-- START Dataset extract --
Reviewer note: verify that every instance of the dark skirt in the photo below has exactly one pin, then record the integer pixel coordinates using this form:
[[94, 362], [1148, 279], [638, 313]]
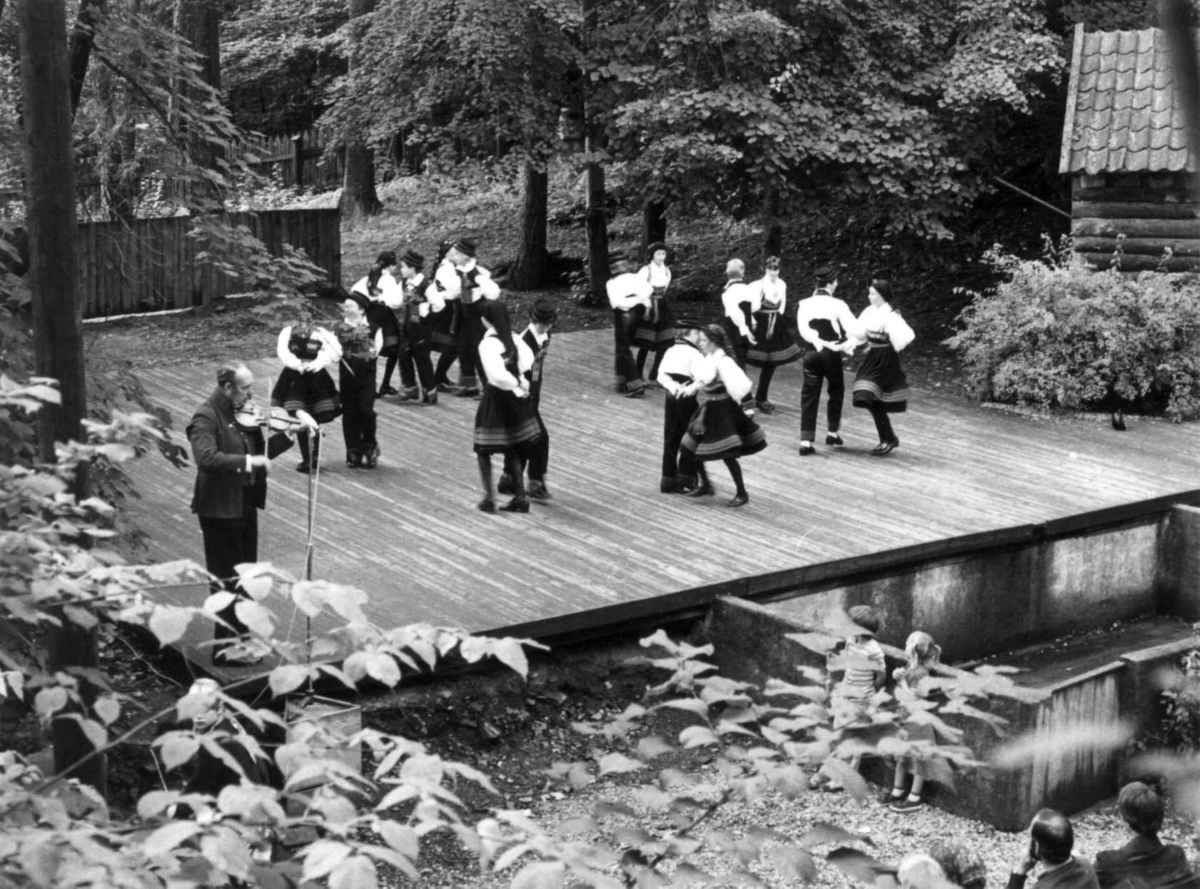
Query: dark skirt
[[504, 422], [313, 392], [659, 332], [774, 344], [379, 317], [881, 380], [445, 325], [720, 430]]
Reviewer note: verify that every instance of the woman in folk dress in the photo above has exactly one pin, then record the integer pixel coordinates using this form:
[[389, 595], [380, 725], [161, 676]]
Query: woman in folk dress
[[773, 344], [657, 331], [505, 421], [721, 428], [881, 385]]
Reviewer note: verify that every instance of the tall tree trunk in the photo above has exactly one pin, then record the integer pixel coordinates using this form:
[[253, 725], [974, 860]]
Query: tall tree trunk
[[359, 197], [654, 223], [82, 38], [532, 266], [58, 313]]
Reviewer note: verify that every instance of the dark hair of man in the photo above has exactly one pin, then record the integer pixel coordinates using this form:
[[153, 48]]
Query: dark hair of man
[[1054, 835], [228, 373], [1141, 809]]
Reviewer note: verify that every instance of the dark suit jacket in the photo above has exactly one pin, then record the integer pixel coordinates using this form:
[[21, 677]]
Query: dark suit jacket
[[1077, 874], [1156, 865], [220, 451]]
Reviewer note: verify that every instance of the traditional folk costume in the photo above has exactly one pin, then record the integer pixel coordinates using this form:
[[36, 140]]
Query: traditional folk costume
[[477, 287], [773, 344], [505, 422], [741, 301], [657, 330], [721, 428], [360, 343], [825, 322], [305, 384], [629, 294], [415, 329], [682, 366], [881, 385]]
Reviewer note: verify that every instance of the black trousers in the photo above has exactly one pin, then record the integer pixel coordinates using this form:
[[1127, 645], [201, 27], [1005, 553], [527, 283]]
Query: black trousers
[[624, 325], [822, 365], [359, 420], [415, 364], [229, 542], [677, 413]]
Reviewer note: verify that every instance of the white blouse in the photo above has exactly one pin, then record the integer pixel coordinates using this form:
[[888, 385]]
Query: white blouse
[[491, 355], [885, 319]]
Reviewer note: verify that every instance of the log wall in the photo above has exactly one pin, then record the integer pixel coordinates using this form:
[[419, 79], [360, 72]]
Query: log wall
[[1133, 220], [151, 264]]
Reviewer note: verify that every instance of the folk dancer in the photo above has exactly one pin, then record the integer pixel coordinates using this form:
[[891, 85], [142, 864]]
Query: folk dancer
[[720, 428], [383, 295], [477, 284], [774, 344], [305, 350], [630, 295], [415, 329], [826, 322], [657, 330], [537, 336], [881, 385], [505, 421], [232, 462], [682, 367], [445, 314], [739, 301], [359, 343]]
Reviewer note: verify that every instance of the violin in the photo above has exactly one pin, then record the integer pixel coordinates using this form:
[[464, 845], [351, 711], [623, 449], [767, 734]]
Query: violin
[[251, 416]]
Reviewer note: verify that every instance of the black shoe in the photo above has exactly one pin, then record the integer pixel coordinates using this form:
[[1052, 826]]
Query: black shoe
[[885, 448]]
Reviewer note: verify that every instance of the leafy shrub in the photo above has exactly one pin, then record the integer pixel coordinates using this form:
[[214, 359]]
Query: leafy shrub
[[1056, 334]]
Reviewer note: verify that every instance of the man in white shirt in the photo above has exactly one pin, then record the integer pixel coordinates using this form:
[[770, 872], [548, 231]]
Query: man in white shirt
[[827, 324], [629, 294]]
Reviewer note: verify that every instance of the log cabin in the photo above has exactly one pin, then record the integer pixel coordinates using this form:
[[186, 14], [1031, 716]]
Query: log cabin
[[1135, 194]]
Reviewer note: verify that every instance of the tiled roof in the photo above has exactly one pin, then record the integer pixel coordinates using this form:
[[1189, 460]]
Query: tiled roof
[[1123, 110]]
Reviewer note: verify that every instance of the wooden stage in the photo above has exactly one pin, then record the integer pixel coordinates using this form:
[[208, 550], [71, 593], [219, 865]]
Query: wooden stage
-- END Dataset extract --
-- START Dataset extract --
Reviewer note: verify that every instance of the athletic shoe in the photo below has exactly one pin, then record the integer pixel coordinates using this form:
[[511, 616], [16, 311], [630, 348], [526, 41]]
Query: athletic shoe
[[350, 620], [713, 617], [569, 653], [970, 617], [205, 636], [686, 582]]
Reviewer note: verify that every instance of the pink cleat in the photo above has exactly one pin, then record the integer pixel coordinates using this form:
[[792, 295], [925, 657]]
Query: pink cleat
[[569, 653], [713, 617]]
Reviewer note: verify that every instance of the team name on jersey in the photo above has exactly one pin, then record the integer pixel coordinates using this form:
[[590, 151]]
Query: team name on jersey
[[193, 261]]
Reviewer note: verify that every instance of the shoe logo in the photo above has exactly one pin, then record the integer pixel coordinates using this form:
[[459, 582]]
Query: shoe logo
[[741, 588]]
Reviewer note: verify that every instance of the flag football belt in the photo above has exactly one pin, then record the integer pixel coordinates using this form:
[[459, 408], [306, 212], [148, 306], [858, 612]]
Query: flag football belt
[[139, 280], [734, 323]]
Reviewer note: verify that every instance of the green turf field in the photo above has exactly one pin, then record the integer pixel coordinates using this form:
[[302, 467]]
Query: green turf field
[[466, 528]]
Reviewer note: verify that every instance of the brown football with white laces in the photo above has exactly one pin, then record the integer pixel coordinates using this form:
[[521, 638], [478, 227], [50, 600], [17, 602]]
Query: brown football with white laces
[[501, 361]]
-- END Dataset extract --
Copy the part of the lines that opens with the line containing "Reviewer note: verify that every instance of the black shoe" and closes with the line containing "[[1056, 334]]", with the requests included. Multiply every pixel coordinate in the answers by 1.35 and round to whole numbers, halves up, but leave the numbers in the requests and their format samples unchanged.

Reviewer note: verify that every instance of the black shoe in the photo above has exactly one pin, then record the integer pixel coordinates using this form:
[[1052, 826]]
Query: black shoe
[[1195, 605]]
Reviewer note: verify that every instance of the leafy shrub in the photo above has exactly one pin, then record the integer pixel coordinates using this form:
[[214, 359]]
Query: leafy shrub
[[1426, 451]]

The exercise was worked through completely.